**Task prompt**. Pick up the GWSA Peer Learning announcement where its text stops and continue it.

**Document extract**.
GWSA Peer Learning starts January 11
The GWSA Peer Learning Group starts Winter Series the week of January 11.
Peer Learning is back and we will be offering three topics starting in January, 2021. These courses are free for GWSA members, with a two-week free trial available for non-members. The sessions are conducted through Zoom. To participate you will need a computer, tablet or smartphone, preferably with a webcam. A phone-in option will be provided for those who don’t have internet. A Zoom link will be sent out to participants shortly before classes begin.
To register, send an email to [email protected], indicating which course or courses you wish to join.
The three classes offered are:
Mondays: 9:30 am – 11:30 am
China’s emergence as a world power and its growing influence internationally.
Moderator Michael Buxton-Carr
Introduction: Jan 11 Course Jan 25 – Mar 22
China’s relationship with the world has created recent friction over its harsh dealings with Hong Kong and the nations adjacent to the South China Sea and its trade practices with the USA in particular. The events and restrictions caused by the Coronavirus have made many countries start to lessen their reliance on Chinese manufacturing goods. Join us to discuss this state of tensions and what their consequences will be for the 2020’s.
Tuesdays: 1:30 PM – 3:30 pm
USA – Canada relationship – past/present/future
Moderator: Geoff Richards
Introduction: Jan 12 Course: Jan 26 – Mar 16
Canada has aimed to forge a different identity from the US while maintaining strong trade, cultural, and defense ties with the US. Join us as we discuss strains in the relationship such as the War of 1812 and threats by President Trump, steps to draw closer such as NORAD and NAFTA, and the outlook for the future. Is Canada too dependent on the US when China is now a rival of the US?

**Dataset excerpts**.
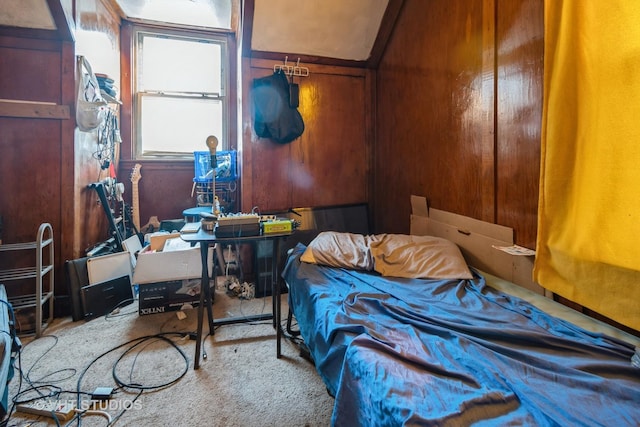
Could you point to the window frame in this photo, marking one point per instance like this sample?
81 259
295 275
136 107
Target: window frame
226 96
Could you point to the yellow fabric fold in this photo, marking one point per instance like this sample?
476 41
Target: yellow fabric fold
588 246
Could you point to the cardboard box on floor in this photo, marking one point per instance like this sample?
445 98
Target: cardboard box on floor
161 274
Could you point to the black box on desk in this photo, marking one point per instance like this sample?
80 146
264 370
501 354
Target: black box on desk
173 295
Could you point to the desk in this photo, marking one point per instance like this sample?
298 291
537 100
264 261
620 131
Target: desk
205 239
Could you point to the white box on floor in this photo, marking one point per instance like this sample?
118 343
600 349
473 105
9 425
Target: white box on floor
155 266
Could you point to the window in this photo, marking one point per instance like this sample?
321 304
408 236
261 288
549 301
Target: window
179 94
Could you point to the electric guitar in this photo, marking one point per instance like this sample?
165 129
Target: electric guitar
135 202
153 224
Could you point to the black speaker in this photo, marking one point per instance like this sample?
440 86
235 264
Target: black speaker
77 278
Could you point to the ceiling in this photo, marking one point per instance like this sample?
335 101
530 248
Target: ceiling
344 30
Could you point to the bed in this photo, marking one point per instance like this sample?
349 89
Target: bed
458 346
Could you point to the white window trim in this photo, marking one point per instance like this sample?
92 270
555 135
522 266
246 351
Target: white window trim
136 104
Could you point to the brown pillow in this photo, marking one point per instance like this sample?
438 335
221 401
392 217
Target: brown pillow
343 250
418 257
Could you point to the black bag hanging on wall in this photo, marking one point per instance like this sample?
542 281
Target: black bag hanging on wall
275 116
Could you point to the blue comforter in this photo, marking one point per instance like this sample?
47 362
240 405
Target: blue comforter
424 352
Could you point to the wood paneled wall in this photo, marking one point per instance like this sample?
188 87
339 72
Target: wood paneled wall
459 101
330 163
46 163
35 168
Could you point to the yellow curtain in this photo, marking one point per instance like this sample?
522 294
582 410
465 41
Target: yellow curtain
588 246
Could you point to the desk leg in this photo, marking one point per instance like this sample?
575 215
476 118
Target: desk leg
205 298
275 291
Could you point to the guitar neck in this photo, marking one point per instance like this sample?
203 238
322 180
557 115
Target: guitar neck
135 198
135 205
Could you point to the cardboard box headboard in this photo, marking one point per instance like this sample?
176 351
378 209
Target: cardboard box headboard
477 241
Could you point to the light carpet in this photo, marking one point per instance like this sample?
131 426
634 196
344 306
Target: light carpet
240 383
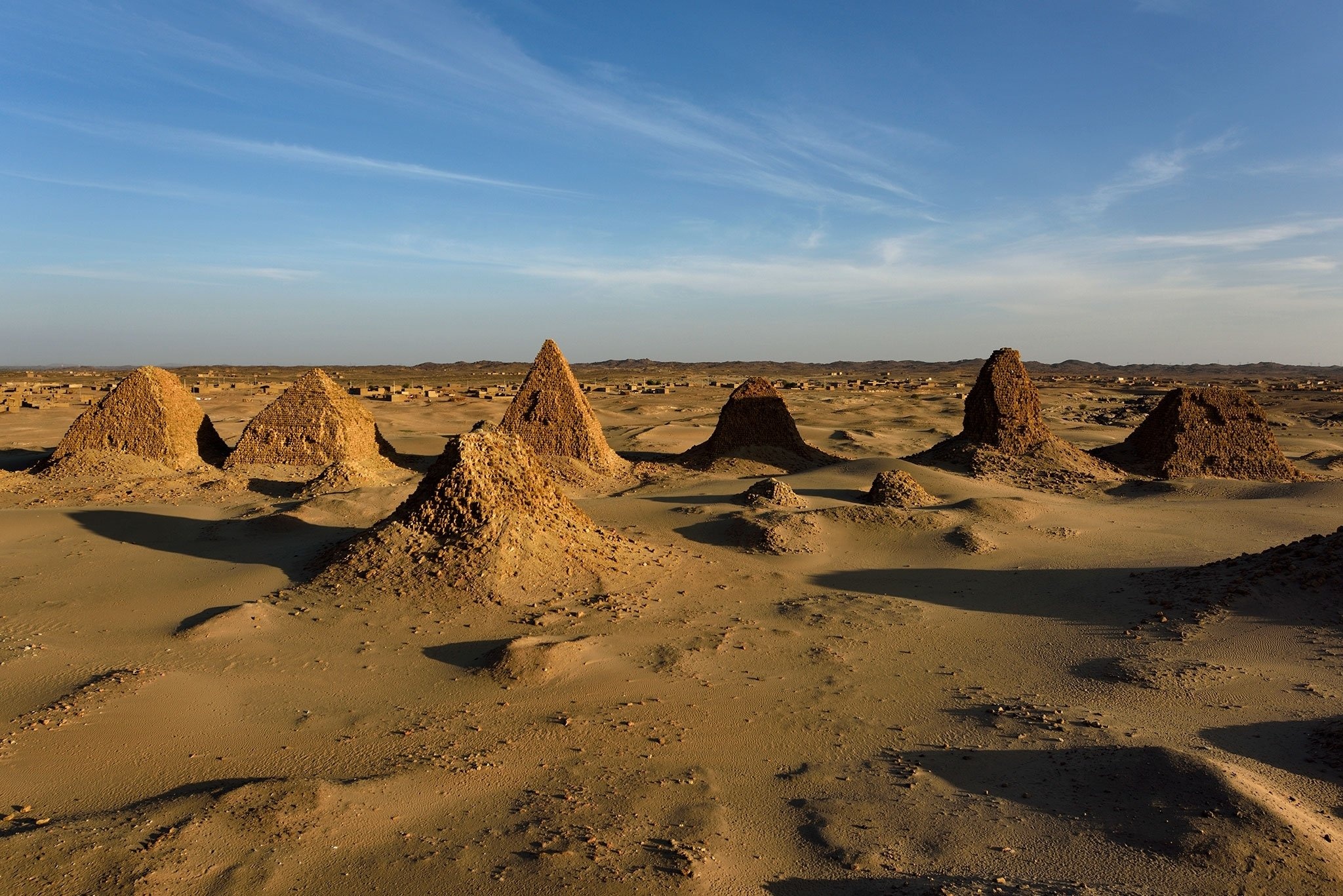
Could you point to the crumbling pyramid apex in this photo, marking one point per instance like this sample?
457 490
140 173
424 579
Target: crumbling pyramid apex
150 416
1002 409
489 518
1213 431
552 416
755 423
484 482
315 422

**Response**.
Thursdays: 9:30 am – 11:30 am
Debt: historical and individual experiences of its impact on society and its people.
Moderator: Ken Woodside
Introduction: Jan 14 Course: Jan 28 –Mar 18
Many of the most important events in world history have been driven by issues involving debt. Debt involves money owed to someone and repaying holders of the debt or raising more money through new debt can create serious political problems. If new taxes need to be levied, can this be easily accomplished? Can external sources of funding be arranged and under what conditions? Will some existing programs have to be cut or face reduced financial commitments to lower this debt? Governments today and in the past have had to make important decisions in response to the need to raise new money, pay off existing debts or secure access to external sources of funding. Similarly individuals commonly must deal with issues based on how much debt they can afford to carry and the consequences that debt burdens can have on their and their family’s security and future.